--- START OF ROWS ---

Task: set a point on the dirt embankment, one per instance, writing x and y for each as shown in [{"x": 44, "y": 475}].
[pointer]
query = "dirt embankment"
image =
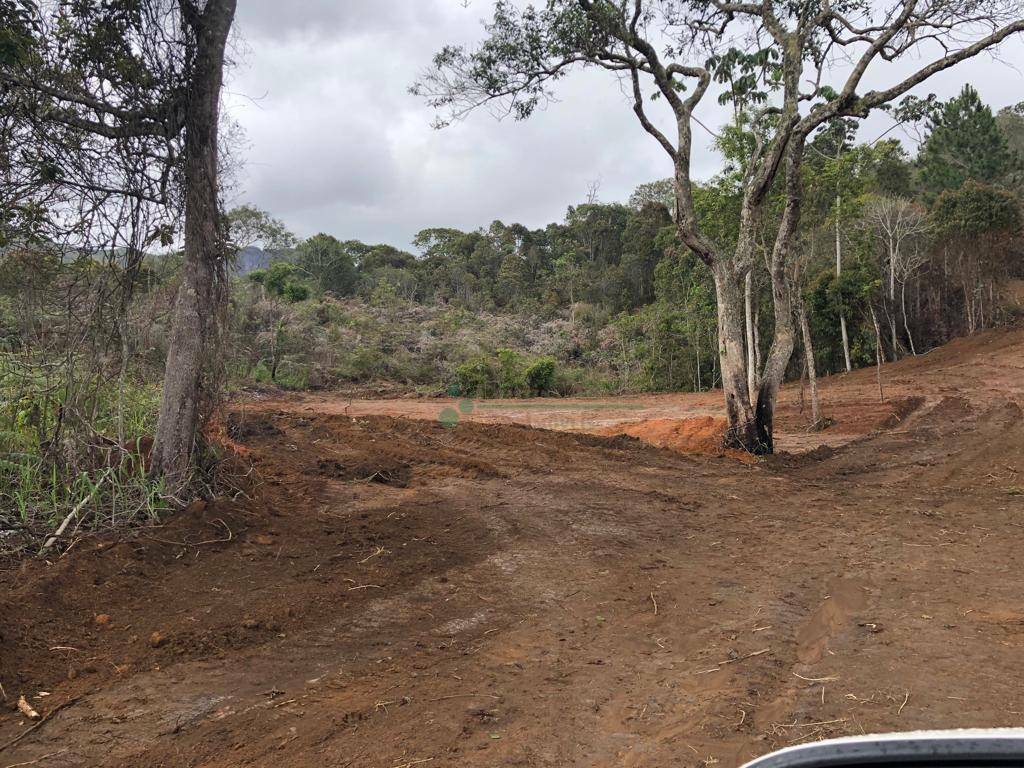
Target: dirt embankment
[{"x": 397, "y": 592}]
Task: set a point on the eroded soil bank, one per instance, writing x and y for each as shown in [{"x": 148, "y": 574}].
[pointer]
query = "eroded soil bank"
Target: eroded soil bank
[{"x": 400, "y": 593}]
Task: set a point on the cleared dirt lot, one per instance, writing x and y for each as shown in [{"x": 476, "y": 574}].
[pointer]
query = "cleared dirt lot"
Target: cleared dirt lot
[{"x": 397, "y": 592}]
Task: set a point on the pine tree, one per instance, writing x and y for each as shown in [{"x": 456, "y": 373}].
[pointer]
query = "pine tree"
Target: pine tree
[{"x": 964, "y": 142}]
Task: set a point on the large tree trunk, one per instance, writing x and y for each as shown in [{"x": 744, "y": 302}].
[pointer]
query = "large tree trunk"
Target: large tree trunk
[
  {"x": 190, "y": 378},
  {"x": 783, "y": 339},
  {"x": 812, "y": 373},
  {"x": 741, "y": 432},
  {"x": 752, "y": 356},
  {"x": 839, "y": 272}
]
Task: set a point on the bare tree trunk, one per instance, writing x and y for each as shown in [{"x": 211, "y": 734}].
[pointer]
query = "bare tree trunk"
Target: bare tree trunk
[
  {"x": 812, "y": 374},
  {"x": 893, "y": 255},
  {"x": 839, "y": 272},
  {"x": 190, "y": 379},
  {"x": 878, "y": 349},
  {"x": 741, "y": 431},
  {"x": 906, "y": 324},
  {"x": 752, "y": 361}
]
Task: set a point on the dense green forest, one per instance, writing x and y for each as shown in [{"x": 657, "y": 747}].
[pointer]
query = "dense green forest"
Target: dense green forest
[
  {"x": 609, "y": 301},
  {"x": 132, "y": 302}
]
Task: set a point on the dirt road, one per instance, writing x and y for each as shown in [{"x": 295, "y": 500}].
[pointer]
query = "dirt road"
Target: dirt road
[{"x": 398, "y": 592}]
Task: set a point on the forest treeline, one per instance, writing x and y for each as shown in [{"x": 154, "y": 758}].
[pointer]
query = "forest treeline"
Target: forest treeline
[
  {"x": 896, "y": 255},
  {"x": 130, "y": 306}
]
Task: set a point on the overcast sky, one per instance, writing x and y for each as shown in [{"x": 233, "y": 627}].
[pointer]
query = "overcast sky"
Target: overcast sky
[{"x": 334, "y": 142}]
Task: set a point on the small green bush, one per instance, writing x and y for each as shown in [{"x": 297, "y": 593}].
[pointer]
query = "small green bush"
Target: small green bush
[
  {"x": 476, "y": 377},
  {"x": 511, "y": 382},
  {"x": 295, "y": 292},
  {"x": 540, "y": 376}
]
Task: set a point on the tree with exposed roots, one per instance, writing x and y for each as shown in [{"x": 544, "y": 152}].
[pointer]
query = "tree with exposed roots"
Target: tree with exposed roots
[
  {"x": 138, "y": 80},
  {"x": 776, "y": 58}
]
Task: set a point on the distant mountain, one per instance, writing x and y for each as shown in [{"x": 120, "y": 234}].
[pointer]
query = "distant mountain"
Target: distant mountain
[{"x": 250, "y": 259}]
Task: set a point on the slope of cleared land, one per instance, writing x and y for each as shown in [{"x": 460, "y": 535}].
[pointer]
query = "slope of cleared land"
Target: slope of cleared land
[{"x": 397, "y": 593}]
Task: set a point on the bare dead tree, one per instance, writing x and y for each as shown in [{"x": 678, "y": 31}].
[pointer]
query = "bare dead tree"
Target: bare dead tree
[
  {"x": 897, "y": 222},
  {"x": 778, "y": 55}
]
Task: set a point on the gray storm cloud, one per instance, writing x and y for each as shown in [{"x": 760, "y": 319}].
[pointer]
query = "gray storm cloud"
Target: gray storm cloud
[{"x": 335, "y": 142}]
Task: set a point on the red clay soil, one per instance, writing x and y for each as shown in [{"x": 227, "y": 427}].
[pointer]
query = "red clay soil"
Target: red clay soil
[
  {"x": 700, "y": 434},
  {"x": 400, "y": 593}
]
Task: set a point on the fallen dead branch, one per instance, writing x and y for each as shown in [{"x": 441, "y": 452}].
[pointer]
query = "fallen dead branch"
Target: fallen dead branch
[
  {"x": 50, "y": 541},
  {"x": 466, "y": 695},
  {"x": 829, "y": 679},
  {"x": 743, "y": 657},
  {"x": 26, "y": 709},
  {"x": 49, "y": 716}
]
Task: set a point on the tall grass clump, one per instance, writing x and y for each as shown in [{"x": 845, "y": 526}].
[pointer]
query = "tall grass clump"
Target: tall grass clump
[{"x": 72, "y": 453}]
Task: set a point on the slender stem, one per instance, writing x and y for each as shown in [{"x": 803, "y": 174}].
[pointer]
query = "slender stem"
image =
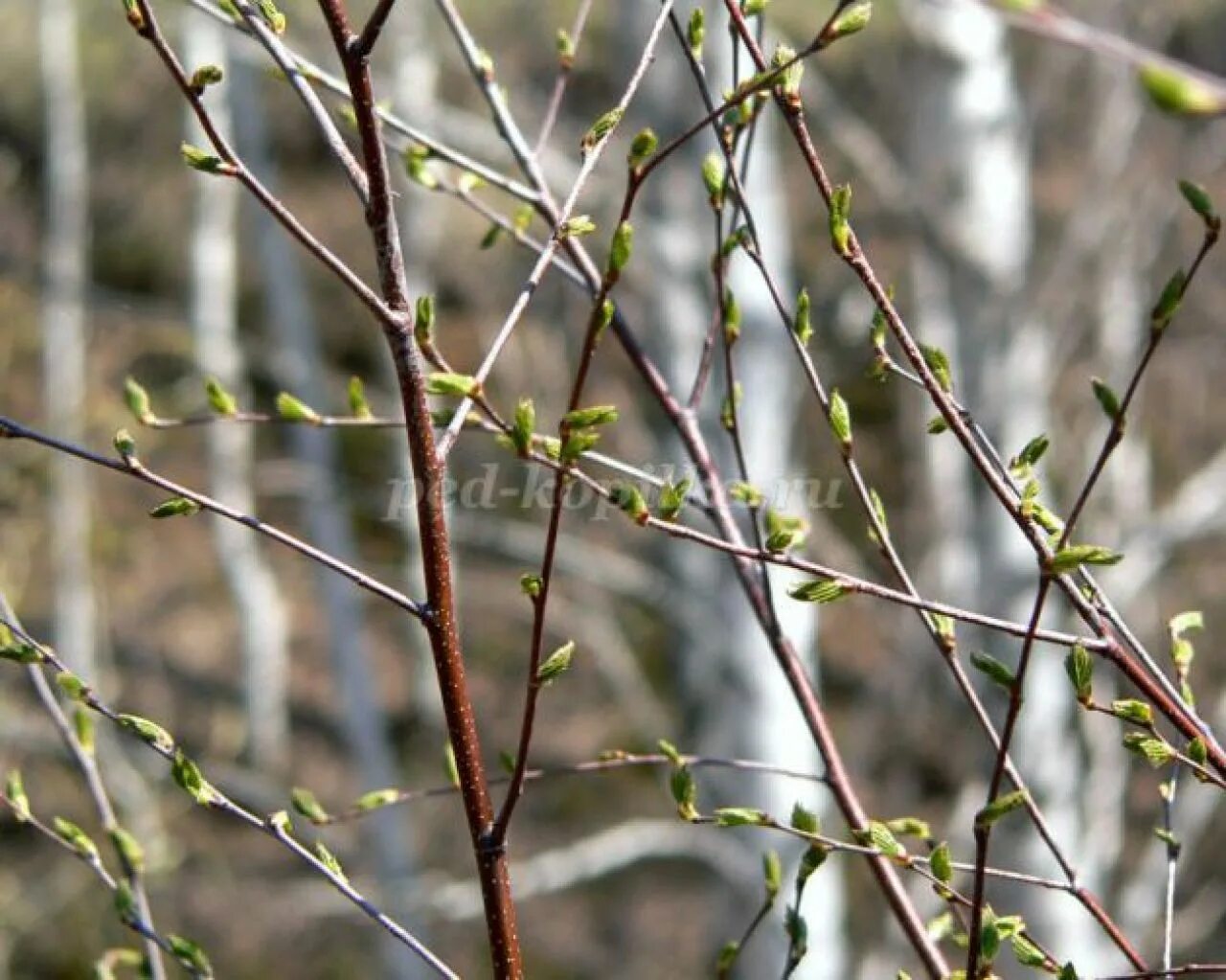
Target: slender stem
[
  {"x": 366, "y": 42},
  {"x": 982, "y": 827},
  {"x": 217, "y": 800},
  {"x": 134, "y": 467},
  {"x": 429, "y": 472},
  {"x": 564, "y": 71},
  {"x": 86, "y": 762},
  {"x": 559, "y": 489}
]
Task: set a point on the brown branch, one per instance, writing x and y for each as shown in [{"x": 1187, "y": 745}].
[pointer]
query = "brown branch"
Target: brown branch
[{"x": 429, "y": 472}]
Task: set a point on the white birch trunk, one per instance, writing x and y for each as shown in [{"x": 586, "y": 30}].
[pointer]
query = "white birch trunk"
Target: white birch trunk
[
  {"x": 299, "y": 366},
  {"x": 65, "y": 263},
  {"x": 736, "y": 700},
  {"x": 214, "y": 315}
]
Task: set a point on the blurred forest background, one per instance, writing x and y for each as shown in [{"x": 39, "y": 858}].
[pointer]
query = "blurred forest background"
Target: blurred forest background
[{"x": 1020, "y": 195}]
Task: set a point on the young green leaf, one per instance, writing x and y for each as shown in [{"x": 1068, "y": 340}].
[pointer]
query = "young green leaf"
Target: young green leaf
[
  {"x": 219, "y": 400},
  {"x": 176, "y": 507},
  {"x": 1180, "y": 93},
  {"x": 1074, "y": 556},
  {"x": 293, "y": 410},
  {"x": 819, "y": 590},
  {"x": 148, "y": 731},
  {"x": 739, "y": 817},
  {"x": 684, "y": 792},
  {"x": 204, "y": 161},
  {"x": 358, "y": 405},
  {"x": 329, "y": 861},
  {"x": 78, "y": 838},
  {"x": 375, "y": 800},
  {"x": 773, "y": 874},
  {"x": 802, "y": 325},
  {"x": 1155, "y": 751},
  {"x": 850, "y": 21},
  {"x": 138, "y": 401},
  {"x": 600, "y": 129},
  {"x": 598, "y": 415},
  {"x": 445, "y": 383},
  {"x": 306, "y": 802},
  {"x": 942, "y": 862},
  {"x": 1198, "y": 200},
  {"x": 840, "y": 420},
  {"x": 993, "y": 670},
  {"x": 189, "y": 778},
  {"x": 805, "y": 821},
  {"x": 1079, "y": 668},
  {"x": 522, "y": 425},
  {"x": 840, "y": 215},
  {"x": 556, "y": 664},
  {"x": 577, "y": 226},
  {"x": 622, "y": 248},
  {"x": 642, "y": 148},
  {"x": 713, "y": 177},
  {"x": 15, "y": 790},
  {"x": 1001, "y": 808},
  {"x": 1169, "y": 302}
]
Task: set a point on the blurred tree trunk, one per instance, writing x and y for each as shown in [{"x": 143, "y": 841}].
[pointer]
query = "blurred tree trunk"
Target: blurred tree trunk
[
  {"x": 968, "y": 152},
  {"x": 299, "y": 366},
  {"x": 65, "y": 269},
  {"x": 421, "y": 218},
  {"x": 735, "y": 700},
  {"x": 214, "y": 315}
]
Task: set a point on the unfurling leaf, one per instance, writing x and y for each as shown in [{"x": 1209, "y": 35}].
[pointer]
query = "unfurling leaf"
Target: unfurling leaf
[
  {"x": 840, "y": 217},
  {"x": 993, "y": 669},
  {"x": 773, "y": 874},
  {"x": 642, "y": 148},
  {"x": 1169, "y": 302},
  {"x": 684, "y": 792},
  {"x": 78, "y": 838},
  {"x": 1079, "y": 668},
  {"x": 138, "y": 401},
  {"x": 695, "y": 32},
  {"x": 622, "y": 248},
  {"x": 176, "y": 507},
  {"x": 819, "y": 590},
  {"x": 294, "y": 410},
  {"x": 601, "y": 127},
  {"x": 445, "y": 383},
  {"x": 1129, "y": 709},
  {"x": 1074, "y": 556},
  {"x": 802, "y": 324},
  {"x": 1177, "y": 92},
  {"x": 840, "y": 420},
  {"x": 556, "y": 664},
  {"x": 219, "y": 400},
  {"x": 1155, "y": 751},
  {"x": 522, "y": 425},
  {"x": 204, "y": 161},
  {"x": 15, "y": 788},
  {"x": 358, "y": 405},
  {"x": 739, "y": 817},
  {"x": 306, "y": 802},
  {"x": 851, "y": 21},
  {"x": 1198, "y": 200},
  {"x": 1001, "y": 808},
  {"x": 148, "y": 731}
]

--- END OF ROWS ---

▶ JOB: Starting from the line with "Task: set a point on the unfurling" and ending with the final line of the data, quote every line exactly, both ends included.

▶ THE RESPONSE:
Task: set a point on the unfurling leaf, one per instance, writing x and y for each as shown in [{"x": 1209, "y": 35}].
[pointer]
query = "unfurling leaf"
Target: unfurling leaf
[
  {"x": 840, "y": 217},
  {"x": 993, "y": 669},
  {"x": 773, "y": 874},
  {"x": 642, "y": 148},
  {"x": 1169, "y": 302},
  {"x": 684, "y": 792},
  {"x": 78, "y": 838},
  {"x": 1079, "y": 668},
  {"x": 138, "y": 401},
  {"x": 695, "y": 32},
  {"x": 622, "y": 248},
  {"x": 176, "y": 507},
  {"x": 819, "y": 590},
  {"x": 294, "y": 410},
  {"x": 601, "y": 127},
  {"x": 445, "y": 383},
  {"x": 1129, "y": 709},
  {"x": 1074, "y": 556},
  {"x": 802, "y": 324},
  {"x": 1177, "y": 92},
  {"x": 840, "y": 420},
  {"x": 556, "y": 664},
  {"x": 219, "y": 400},
  {"x": 1155, "y": 751},
  {"x": 522, "y": 425},
  {"x": 204, "y": 161},
  {"x": 15, "y": 788},
  {"x": 358, "y": 405},
  {"x": 739, "y": 817},
  {"x": 306, "y": 802},
  {"x": 851, "y": 21},
  {"x": 1198, "y": 200},
  {"x": 1001, "y": 808},
  {"x": 148, "y": 731}
]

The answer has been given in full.